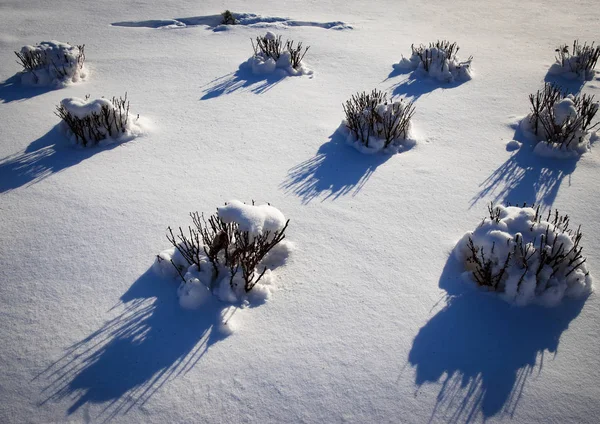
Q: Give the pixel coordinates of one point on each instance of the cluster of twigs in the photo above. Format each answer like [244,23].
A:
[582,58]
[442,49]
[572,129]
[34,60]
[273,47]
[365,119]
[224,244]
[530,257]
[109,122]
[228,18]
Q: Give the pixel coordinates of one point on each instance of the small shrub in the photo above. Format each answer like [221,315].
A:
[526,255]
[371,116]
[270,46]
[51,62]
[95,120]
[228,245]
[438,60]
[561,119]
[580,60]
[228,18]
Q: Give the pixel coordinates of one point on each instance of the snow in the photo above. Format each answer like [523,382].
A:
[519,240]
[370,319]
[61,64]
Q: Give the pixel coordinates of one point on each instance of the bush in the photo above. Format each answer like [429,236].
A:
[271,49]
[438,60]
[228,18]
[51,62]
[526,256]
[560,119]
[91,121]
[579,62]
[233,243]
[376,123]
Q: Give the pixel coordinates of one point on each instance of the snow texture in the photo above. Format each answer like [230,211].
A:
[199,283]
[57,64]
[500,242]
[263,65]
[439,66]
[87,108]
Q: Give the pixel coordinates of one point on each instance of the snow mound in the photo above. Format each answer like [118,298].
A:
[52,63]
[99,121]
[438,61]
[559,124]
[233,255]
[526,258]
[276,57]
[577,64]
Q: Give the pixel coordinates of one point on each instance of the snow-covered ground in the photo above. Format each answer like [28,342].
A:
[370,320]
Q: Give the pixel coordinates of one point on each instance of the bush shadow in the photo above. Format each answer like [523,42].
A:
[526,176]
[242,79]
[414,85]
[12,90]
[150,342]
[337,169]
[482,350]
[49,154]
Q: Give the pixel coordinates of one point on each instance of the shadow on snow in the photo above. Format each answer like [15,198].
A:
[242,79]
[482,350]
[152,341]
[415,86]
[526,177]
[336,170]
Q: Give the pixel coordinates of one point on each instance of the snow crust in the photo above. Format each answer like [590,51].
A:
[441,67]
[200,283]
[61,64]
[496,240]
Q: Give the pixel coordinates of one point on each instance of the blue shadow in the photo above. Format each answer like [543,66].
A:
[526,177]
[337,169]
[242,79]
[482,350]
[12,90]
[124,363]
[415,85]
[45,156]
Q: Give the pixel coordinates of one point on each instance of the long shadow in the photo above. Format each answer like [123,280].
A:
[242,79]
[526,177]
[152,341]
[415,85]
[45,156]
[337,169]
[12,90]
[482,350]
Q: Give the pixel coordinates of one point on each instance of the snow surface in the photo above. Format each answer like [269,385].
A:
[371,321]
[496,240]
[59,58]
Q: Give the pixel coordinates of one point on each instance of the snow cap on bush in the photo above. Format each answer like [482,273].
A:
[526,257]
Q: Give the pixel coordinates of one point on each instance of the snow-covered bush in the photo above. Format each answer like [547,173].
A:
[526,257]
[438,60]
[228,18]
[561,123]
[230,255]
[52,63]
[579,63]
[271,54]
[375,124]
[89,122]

======

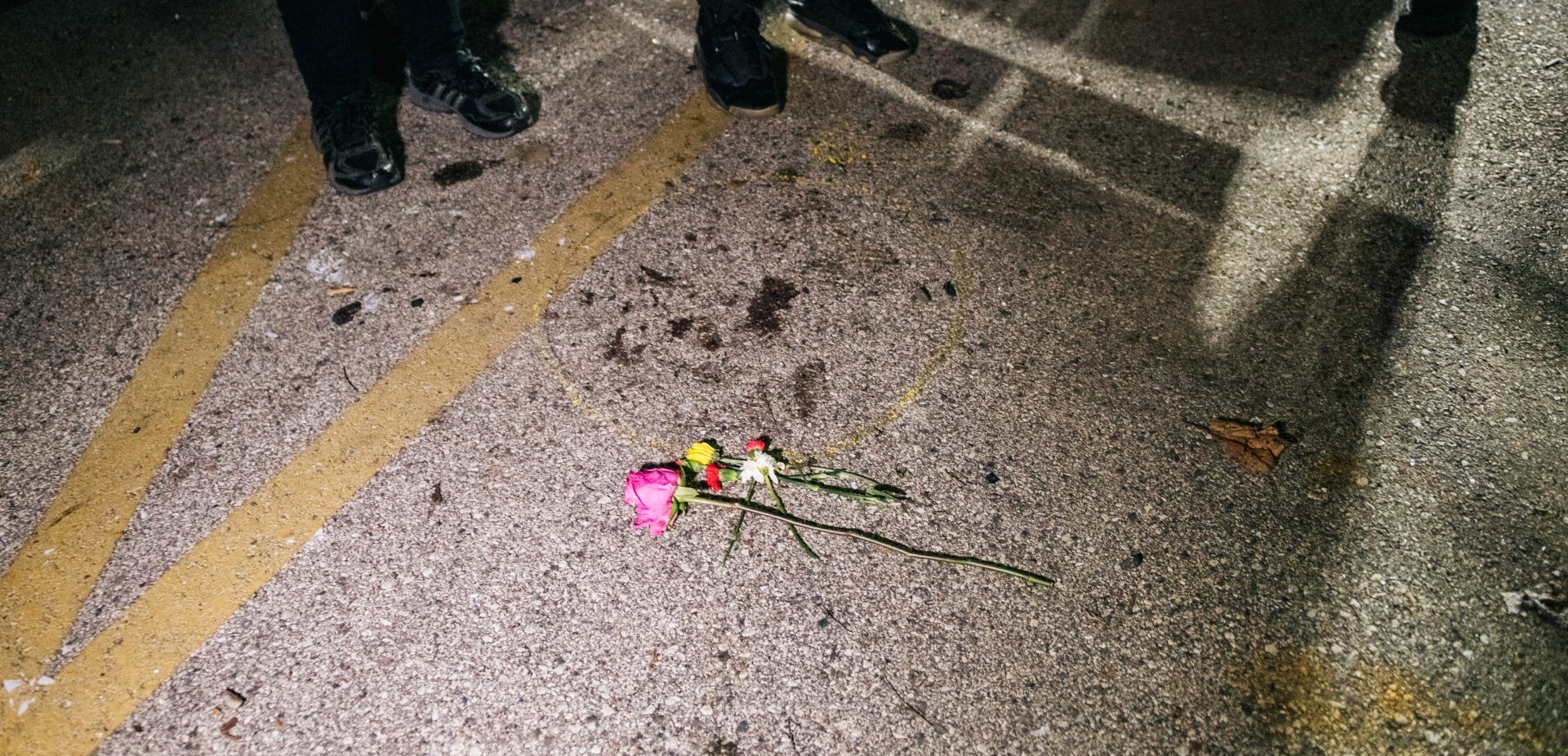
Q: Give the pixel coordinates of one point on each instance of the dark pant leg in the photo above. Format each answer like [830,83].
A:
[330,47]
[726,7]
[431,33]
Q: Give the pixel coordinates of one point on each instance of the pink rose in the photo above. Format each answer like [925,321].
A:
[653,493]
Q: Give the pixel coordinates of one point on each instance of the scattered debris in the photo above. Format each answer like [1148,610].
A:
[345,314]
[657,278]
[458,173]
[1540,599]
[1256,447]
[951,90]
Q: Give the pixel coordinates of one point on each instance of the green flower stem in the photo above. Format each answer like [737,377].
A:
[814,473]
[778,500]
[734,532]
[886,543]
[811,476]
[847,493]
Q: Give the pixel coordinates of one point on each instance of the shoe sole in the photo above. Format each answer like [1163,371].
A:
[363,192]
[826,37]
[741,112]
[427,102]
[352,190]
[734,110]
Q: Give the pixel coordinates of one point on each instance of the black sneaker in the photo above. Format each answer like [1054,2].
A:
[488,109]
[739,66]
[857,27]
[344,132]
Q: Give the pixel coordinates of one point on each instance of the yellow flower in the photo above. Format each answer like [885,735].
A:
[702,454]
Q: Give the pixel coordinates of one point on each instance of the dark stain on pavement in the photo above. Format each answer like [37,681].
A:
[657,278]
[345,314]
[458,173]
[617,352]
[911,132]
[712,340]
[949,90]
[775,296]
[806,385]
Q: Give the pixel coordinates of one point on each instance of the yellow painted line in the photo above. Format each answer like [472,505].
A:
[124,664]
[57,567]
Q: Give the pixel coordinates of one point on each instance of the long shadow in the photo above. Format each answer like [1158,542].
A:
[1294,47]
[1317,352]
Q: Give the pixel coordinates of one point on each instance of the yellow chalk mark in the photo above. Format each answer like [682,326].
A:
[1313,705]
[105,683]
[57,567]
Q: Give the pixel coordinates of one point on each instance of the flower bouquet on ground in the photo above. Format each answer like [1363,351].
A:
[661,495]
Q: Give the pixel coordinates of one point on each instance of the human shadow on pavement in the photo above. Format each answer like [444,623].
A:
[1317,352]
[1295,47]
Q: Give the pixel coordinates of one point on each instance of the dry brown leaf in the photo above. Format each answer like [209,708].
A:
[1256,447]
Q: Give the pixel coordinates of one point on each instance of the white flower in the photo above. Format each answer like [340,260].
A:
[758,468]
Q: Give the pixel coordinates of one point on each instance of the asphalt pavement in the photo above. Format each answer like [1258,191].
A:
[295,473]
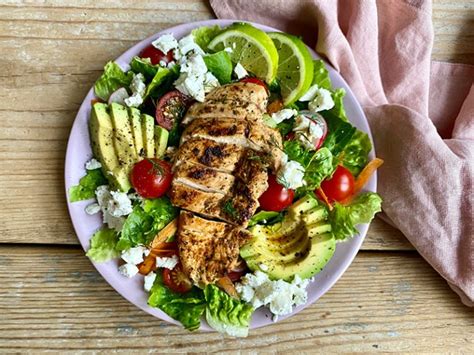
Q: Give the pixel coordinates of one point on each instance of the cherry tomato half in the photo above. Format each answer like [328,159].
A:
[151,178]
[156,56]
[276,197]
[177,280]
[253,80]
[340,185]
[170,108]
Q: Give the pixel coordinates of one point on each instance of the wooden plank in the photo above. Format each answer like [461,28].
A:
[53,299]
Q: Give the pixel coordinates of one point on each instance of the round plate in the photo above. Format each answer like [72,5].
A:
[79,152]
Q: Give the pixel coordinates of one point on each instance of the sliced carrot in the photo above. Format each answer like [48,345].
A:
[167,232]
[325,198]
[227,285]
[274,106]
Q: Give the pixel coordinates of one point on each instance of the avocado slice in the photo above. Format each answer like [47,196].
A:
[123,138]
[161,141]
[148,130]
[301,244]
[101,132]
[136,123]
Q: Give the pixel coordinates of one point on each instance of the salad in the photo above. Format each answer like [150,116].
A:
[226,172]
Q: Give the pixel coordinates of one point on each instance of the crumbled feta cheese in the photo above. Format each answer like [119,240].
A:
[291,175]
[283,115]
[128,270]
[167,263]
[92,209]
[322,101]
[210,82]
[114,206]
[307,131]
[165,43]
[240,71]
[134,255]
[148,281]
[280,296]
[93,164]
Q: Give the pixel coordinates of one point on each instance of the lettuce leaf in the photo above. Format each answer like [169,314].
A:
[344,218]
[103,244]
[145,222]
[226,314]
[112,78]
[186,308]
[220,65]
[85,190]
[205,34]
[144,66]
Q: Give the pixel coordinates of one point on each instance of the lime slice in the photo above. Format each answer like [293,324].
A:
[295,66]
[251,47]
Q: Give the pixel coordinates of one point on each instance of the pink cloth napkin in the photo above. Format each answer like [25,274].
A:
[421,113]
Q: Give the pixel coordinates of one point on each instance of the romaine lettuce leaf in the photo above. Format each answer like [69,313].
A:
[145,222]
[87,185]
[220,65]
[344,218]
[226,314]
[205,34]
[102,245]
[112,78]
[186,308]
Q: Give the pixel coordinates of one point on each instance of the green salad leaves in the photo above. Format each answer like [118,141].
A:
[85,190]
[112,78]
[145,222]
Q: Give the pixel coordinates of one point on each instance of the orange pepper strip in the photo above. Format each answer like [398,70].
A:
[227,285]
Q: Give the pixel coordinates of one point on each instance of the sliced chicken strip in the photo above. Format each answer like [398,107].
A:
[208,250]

======

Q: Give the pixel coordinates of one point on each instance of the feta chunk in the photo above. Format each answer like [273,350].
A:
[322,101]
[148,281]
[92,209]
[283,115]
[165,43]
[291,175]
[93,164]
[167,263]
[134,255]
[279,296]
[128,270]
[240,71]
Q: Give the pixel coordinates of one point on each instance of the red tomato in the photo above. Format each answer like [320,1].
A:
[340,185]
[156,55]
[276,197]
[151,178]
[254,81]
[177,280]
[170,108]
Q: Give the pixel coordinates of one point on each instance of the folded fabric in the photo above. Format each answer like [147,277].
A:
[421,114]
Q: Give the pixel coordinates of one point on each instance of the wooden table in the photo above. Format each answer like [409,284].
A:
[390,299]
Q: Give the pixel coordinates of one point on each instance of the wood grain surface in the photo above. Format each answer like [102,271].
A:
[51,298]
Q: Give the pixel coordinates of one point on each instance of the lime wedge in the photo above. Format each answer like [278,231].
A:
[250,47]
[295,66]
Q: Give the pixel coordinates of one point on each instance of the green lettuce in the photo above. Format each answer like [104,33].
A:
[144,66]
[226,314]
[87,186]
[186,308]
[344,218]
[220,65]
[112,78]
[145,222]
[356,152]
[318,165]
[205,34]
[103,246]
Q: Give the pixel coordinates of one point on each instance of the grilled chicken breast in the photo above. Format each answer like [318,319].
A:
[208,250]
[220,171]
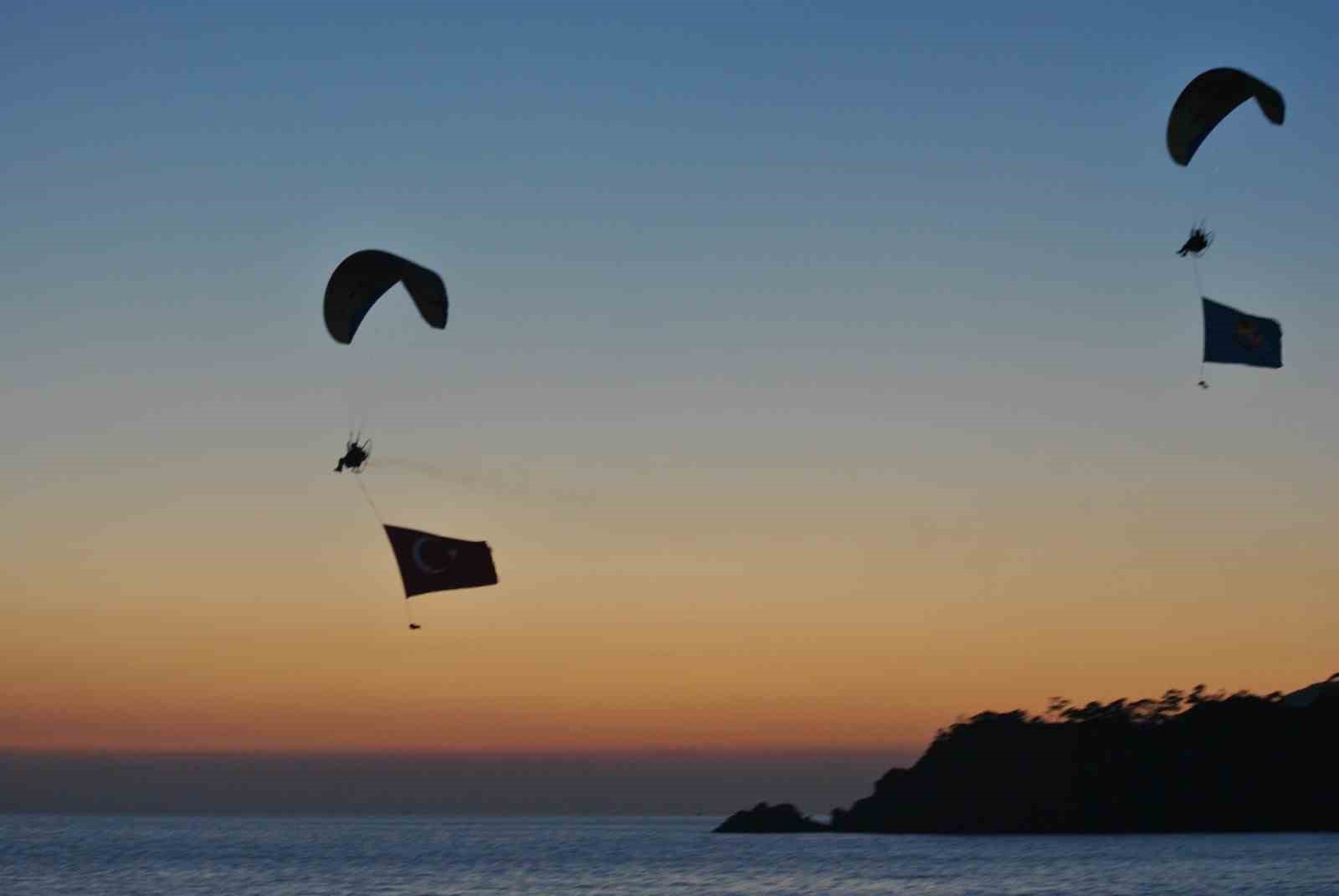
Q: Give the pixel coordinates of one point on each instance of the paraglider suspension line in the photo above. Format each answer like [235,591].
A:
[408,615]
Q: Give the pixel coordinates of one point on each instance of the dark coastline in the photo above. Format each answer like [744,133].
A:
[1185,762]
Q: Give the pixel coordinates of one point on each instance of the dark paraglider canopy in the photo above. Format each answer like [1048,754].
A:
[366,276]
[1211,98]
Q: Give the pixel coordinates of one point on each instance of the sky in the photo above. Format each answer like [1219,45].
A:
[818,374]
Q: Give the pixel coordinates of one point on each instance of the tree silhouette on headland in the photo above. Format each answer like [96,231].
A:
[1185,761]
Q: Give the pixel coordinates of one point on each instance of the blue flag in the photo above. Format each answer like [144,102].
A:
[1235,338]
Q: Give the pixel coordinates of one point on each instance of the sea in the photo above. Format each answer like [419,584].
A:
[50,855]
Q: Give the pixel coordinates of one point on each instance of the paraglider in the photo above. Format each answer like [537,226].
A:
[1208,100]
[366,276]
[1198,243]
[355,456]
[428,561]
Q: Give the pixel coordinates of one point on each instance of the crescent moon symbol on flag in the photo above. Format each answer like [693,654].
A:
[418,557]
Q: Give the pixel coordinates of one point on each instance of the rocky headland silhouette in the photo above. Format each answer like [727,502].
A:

======

## WHAT YOU HAVE TO DO
Using the listing, collect all lines in which the string "tomato" is found.

## ANSWER FOR THIS EXERCISE
Q: Give the pixel coordinates of one point on each instance of the cherry tomato half in the photo above. Format each answer like [328,159].
Q: Give the pixel coordinates of one point on each instance of the red tomato in the photo above. Format each answer like [320,1].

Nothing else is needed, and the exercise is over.